**THE EXERCISE:** Nothing but the lines from the one containing "the flower petal" through the last line should be written out, please, exactly as they stand.

Entries from a dataset
>> START

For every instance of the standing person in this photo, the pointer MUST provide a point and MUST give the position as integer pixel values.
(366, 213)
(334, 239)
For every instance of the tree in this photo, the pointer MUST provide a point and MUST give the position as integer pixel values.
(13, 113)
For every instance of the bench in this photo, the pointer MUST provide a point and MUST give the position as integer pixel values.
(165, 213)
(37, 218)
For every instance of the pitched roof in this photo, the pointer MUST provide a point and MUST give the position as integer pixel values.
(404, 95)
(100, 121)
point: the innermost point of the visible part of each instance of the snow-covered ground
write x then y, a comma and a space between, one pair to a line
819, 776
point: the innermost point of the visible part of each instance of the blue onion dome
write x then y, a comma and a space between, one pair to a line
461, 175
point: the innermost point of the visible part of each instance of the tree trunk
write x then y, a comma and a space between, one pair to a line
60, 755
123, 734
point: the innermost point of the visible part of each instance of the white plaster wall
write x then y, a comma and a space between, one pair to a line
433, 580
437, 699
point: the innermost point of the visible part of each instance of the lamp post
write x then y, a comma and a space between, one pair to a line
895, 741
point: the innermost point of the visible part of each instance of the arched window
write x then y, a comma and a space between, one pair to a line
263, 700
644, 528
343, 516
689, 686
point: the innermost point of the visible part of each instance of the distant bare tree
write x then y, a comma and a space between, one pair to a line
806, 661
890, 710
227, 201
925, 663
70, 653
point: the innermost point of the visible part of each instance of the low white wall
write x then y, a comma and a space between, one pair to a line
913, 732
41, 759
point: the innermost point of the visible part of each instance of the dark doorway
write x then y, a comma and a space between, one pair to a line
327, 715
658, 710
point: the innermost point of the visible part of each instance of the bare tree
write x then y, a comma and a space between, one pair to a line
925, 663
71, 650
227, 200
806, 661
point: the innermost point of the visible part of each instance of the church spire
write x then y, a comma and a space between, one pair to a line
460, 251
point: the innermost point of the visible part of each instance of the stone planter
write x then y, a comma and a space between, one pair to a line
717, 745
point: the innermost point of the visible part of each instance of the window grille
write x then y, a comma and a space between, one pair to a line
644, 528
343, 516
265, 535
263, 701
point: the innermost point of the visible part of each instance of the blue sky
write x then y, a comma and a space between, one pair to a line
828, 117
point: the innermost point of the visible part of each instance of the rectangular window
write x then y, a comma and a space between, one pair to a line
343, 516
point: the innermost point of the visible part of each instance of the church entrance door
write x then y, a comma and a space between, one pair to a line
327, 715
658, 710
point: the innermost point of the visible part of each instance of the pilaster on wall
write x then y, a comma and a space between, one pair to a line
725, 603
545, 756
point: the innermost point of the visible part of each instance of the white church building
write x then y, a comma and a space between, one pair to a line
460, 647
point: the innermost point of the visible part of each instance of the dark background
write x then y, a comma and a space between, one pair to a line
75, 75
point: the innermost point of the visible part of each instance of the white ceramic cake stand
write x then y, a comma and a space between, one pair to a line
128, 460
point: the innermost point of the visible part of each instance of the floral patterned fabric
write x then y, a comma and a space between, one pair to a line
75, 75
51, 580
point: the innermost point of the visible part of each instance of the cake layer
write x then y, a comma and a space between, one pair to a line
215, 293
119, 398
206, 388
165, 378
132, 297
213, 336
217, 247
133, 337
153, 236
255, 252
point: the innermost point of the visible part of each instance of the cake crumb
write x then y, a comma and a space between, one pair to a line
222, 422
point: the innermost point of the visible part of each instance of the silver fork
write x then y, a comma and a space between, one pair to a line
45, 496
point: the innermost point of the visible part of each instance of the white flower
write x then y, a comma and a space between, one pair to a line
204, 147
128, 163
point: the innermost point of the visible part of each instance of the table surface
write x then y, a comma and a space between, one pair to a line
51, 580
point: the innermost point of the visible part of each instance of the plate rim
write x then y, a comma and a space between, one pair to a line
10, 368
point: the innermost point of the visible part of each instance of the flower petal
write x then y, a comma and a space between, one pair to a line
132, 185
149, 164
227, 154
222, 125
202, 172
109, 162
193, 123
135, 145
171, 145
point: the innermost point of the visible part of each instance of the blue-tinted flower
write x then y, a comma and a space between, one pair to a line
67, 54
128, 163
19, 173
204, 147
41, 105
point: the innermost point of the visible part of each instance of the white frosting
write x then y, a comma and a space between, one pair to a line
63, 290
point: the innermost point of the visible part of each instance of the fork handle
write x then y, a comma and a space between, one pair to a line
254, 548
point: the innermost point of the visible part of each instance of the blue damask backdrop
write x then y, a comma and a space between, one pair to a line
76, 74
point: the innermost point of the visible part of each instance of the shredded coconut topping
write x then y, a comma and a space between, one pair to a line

>> END

**ANSWER BELOW:**
point: the innermost point of the visible part of each instance of the flower petal
write x then y, a comma and a space between, one pair to a line
132, 185
149, 164
227, 154
222, 125
202, 172
109, 162
193, 123
135, 145
171, 145
point: the innermost point of the visible part of each instance of the blue-tinted flower
write x then y, a comma and a space between, one pair to a line
67, 54
128, 163
19, 173
204, 147
41, 105
point: the innermost point of the visible part of each instance of the white frosting
write x then y, a comma and a space between, one pair to a line
63, 290
point: the innermost point of the visible part of each instance of the fork handle
write x then y, a comma and a space between, one pair to a line
254, 548
point: the innermost point of the visible part of each instance of the blue damask backdrop
write x then y, a comma and a space between, one pair to a line
76, 74
point: the innermost point of the visible part of each instance of the shredded coconut topping
write x then y, a comma and a space between, one pair to a line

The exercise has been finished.